▸ **Parts of the exercise**
a) Reproduce the section of the article on Stelarc that begins at the words "Stelarc: the artist" and ends after "up of cartilage.".
b) Translate this sentence from the article on Stelarc into Spanish: "They implanted an artificial ear on the back of a mouse."

▸ **Text block**
::::

Stelarc: the artist who grew a third ear
People argued it was offensive, and surgeons pointed out there was no clinical necessity for the operation. But Australian artist Stelarc spent ten years weighing up those two points. Over the course of a decade, he’d been slowly raising funds, scouring the country for surgeons willing to implant an extra ear in his forearm.
Years earlier, he’d been struck by the scientific developments happening in MIT labs. Harvard surgeons Joseph and Charles Vacanti had worked alongside MIT engineer Bob Lander to produce the ‘Vacanti Mouse’. They implanted an artificial ear on the back of a mouse. This was no small feat either, given that ears are one of the hardest parts of the human body to reconstruct because they’re made up of cartilage.
The cartilage on its own is easy to manufacture, but making it out of human tissue is incredibly complex. It left people who’d either been born without one or had lost them in accidents without the ability to surgically correct it. That’s what makes Stelarc’s elective surgery so divisive. With access to surgeons not afforded to most, a scaffold was inserted under the skin of his arm, and within months, tissues started to develop around it. It had its own blood supply.
Stelarc was thrilled. His work often took on a scientific bent, tending to question the limits of the human body by introducing technology to it. “People’s reactions range from bemusement to bewilderment to curiosity, but you don’t really expect people to understand the art component of all of this,” he told ABC. “I guess I’ve always got something up my sleeve, but often my sleeve is rolled down.”

::::

▸ **Data extracts**
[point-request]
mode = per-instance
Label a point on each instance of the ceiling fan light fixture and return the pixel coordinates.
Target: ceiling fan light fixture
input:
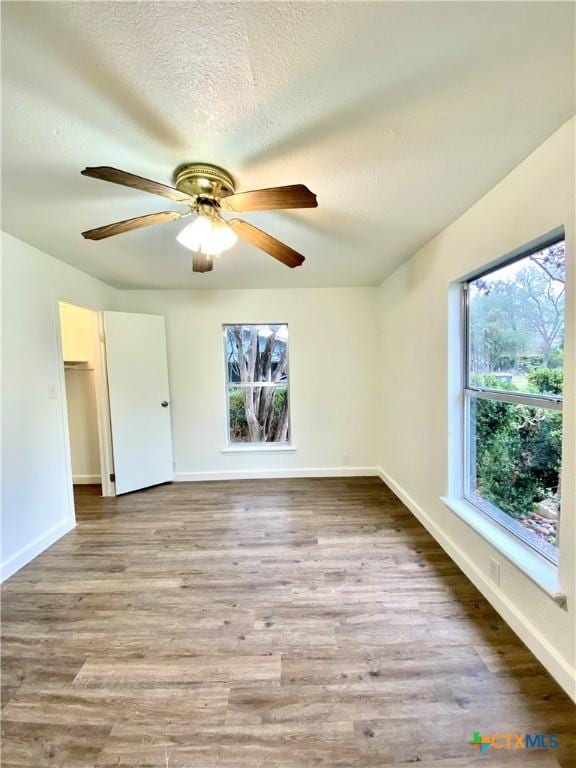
(209, 235)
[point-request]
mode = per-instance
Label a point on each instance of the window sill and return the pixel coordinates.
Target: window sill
(539, 570)
(283, 448)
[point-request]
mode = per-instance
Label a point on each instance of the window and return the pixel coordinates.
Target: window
(257, 383)
(513, 394)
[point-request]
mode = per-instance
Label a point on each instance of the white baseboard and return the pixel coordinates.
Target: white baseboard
(536, 642)
(265, 474)
(34, 548)
(86, 479)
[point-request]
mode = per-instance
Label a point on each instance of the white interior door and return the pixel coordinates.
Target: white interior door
(139, 400)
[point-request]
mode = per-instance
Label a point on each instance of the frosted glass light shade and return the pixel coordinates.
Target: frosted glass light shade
(208, 235)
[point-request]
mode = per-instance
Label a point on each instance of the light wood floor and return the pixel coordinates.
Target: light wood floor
(282, 623)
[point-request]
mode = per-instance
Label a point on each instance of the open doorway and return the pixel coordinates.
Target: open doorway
(86, 399)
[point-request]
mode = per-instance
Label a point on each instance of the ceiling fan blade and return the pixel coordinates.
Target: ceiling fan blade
(127, 226)
(276, 198)
(116, 176)
(267, 243)
(202, 263)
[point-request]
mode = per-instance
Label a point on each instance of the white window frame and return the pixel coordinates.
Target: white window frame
(469, 392)
(261, 447)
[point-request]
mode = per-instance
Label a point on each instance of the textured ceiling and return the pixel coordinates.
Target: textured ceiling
(399, 115)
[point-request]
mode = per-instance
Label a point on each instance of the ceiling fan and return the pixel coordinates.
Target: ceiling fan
(208, 190)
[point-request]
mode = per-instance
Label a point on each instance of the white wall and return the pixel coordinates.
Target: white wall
(413, 309)
(36, 494)
(333, 387)
(78, 346)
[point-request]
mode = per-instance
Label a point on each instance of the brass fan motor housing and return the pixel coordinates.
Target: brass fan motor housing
(204, 180)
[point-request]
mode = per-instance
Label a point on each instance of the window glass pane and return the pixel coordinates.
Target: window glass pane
(258, 414)
(256, 353)
(514, 468)
(516, 325)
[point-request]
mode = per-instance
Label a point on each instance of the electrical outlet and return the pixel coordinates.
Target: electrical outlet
(495, 571)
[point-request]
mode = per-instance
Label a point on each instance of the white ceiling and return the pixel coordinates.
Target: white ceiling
(399, 115)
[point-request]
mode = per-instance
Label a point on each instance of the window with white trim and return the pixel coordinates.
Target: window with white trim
(257, 396)
(513, 384)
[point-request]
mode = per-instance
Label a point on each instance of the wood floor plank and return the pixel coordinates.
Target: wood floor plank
(262, 624)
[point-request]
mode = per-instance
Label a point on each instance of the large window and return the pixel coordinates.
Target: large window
(257, 399)
(513, 394)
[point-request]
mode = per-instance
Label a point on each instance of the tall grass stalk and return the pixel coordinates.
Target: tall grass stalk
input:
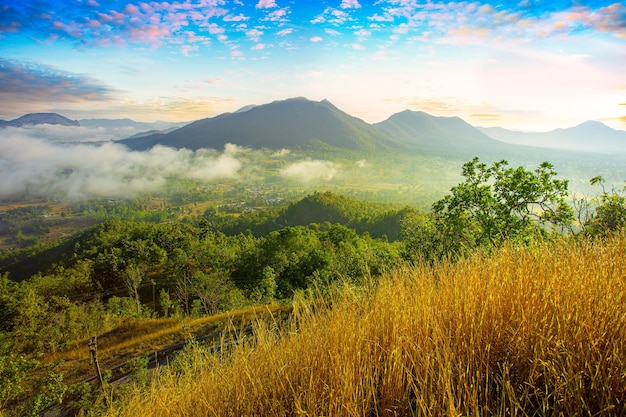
(524, 332)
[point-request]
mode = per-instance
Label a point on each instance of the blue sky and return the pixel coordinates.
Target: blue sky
(525, 64)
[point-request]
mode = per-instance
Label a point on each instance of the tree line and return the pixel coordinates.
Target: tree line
(82, 285)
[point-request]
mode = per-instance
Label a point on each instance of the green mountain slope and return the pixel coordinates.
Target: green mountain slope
(292, 123)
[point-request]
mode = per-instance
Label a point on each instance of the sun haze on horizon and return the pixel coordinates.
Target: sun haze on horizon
(517, 64)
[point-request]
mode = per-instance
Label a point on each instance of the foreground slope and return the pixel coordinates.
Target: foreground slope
(527, 331)
(292, 123)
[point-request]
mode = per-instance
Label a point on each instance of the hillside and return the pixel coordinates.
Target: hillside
(293, 123)
(520, 332)
(439, 134)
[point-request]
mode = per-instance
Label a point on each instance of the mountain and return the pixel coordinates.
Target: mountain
(40, 119)
(590, 136)
(434, 133)
(291, 123)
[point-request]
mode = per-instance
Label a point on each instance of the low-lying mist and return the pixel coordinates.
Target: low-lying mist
(38, 163)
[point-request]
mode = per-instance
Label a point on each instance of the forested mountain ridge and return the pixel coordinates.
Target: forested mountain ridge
(289, 124)
(590, 136)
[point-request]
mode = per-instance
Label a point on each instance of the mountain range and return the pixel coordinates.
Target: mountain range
(39, 119)
(298, 123)
(590, 136)
(291, 123)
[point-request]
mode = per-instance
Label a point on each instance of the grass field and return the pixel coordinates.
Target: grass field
(534, 331)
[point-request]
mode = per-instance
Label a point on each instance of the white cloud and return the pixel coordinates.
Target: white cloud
(254, 34)
(43, 168)
(350, 4)
(266, 4)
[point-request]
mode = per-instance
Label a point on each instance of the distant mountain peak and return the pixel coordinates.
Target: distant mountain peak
(41, 119)
(292, 123)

::::

▸ **List of solutions**
a)
Stelarc: the artist who grew a third ear
People argued it was offensive, and surgeons pointed out there was no clinical necessity for the operation. But Australian artist Stelarc spent ten years weighing up those two points. Over the course of a decade, he’d been slowly raising funds, scouring the country for surgeons willing to implant an extra ear in his forearm.
Years earlier, he’d been struck by the scientific developments happening in MIT labs. Harvard surgeons Joseph and Charles Vacanti had worked alongside MIT engineer Bob Lander to produce the ‘Vacanti Mouse’. They implanted an artificial ear on the back of a mouse. This was no small feat either, given that ears are one of the hardest parts of the human body to reconstruct because they’re made up of cartilage.

b) Implantaron una oreja artificial en la espalda de un ratón.